• [Activity] Copy all of the data below exactly as it is given.

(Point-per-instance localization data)
........
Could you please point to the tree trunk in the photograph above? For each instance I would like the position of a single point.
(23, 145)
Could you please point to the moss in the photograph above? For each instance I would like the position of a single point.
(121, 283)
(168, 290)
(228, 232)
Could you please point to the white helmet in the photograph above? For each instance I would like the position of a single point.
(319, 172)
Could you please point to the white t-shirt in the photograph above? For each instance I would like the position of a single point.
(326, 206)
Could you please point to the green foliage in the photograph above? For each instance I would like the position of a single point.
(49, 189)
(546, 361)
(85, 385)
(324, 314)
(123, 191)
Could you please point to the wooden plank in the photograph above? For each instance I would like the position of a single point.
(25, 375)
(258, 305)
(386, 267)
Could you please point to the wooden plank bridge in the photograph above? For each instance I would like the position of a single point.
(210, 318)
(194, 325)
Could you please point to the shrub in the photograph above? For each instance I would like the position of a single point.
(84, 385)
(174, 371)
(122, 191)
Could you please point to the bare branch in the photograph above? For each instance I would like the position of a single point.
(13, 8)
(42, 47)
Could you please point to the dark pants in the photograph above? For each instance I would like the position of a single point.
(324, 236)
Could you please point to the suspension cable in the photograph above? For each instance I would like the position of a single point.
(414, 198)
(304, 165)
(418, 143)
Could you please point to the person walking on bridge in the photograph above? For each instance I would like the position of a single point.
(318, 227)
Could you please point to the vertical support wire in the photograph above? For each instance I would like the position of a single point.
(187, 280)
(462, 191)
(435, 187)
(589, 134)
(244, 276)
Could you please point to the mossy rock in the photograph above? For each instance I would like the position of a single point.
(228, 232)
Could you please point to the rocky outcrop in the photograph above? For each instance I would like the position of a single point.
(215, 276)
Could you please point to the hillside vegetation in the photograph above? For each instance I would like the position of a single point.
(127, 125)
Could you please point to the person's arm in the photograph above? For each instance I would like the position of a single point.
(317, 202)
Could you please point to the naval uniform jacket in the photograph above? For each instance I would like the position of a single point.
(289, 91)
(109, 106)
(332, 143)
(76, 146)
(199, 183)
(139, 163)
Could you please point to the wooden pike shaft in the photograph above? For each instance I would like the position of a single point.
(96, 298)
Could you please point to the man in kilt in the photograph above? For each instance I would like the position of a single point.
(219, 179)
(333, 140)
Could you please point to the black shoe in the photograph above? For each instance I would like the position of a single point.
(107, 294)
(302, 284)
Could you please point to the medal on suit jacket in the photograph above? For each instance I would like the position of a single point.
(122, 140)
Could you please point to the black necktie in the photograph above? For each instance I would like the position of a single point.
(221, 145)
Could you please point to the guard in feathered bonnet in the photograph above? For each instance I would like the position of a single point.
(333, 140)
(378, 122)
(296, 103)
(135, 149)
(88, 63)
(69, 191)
........
• [Problem solution]
Could you please point to the tree trunk in the photograph above? For each instance I would like the position of a single point.
(23, 145)
Could you please point to the moss in the photograph above? For each instance I would like the position of a single point.
(121, 283)
(168, 290)
(228, 232)
Could you please point to the white helmet in the photograph above? For each instance I would like the position of a single point.
(319, 172)
Could you please point to the white t-shirt in the photograph above? For each instance I would like the position of a single point.
(326, 206)
Could you please point to the green foliage in the photograph above? For each instance I would like the position of a single point.
(49, 189)
(546, 361)
(85, 385)
(324, 314)
(123, 191)
Could you please point to the wooden plank in the photograph above? For each instance I would like the position of a single point.
(25, 375)
(258, 305)
(386, 267)
Could you please point to the wooden plank bridge in the photograph above? For each instance I would like the position of a single point.
(210, 318)
(194, 325)
Could you please point to the shrub in the photograph above? For each instance I would like the position of a single point.
(84, 385)
(174, 371)
(122, 191)
Could you please point to the bare branch in the photograph above? For each instance I would like the position of a single point.
(13, 8)
(42, 47)
Could you please point to the dark pants in the photograph above? For each instance I would like the position of a single point.
(324, 236)
Could you please point to the suspension cable in the photograph above? For each instance I would like the position of a single point.
(414, 198)
(304, 165)
(418, 143)
Could you please point to the person walking on bridge in the photograph above? For each instance I would like the position of a single point.
(318, 227)
Could you please point to the vertical support wire in the photograph above? For each instance I would like the position of a single point.
(187, 280)
(462, 191)
(435, 187)
(589, 134)
(244, 276)
Could you please point to the mossy rock in the photograph above? For each instance I would like the position of a single point.
(228, 232)
Could you please point to the rocky outcrop in the photograph above? For each instance I would like the position of a single point.
(215, 276)
Could you please point to the hillside vegetation in the photograph above? For each instance I would like the position of a single point.
(127, 125)
Could you please point to the person's arm in the photograph above? For each instance I would like the position of a single point.
(317, 202)
Could you please point to the naval uniform jacket in the photograph above? For each instance I would like the position of a single point.
(289, 91)
(109, 106)
(332, 143)
(76, 146)
(199, 183)
(139, 163)
Could you please point to the wooden pike shaft in the photograph above? For each instance I would like the position of a single point.
(96, 298)
Could you please point to the man in kilt in the photograph above? For each instance I would like the position of a single point.
(219, 179)
(333, 140)
Could you please point to the black shoe in the photograph above? For each instance I would like the position of a single point.
(107, 294)
(302, 284)
Could you please point to the medal on suit jacket in the photograph above? For each instance I would like the position of a single point.
(122, 140)
Could you please point to the black necktie in the photograph above? For each instance I would like the position of a single point.
(221, 145)
Could you please point to the guard in feathered bonnet in the photograph above? For each instance I would like the position of a single point.
(333, 140)
(378, 122)
(296, 103)
(135, 149)
(88, 63)
(69, 191)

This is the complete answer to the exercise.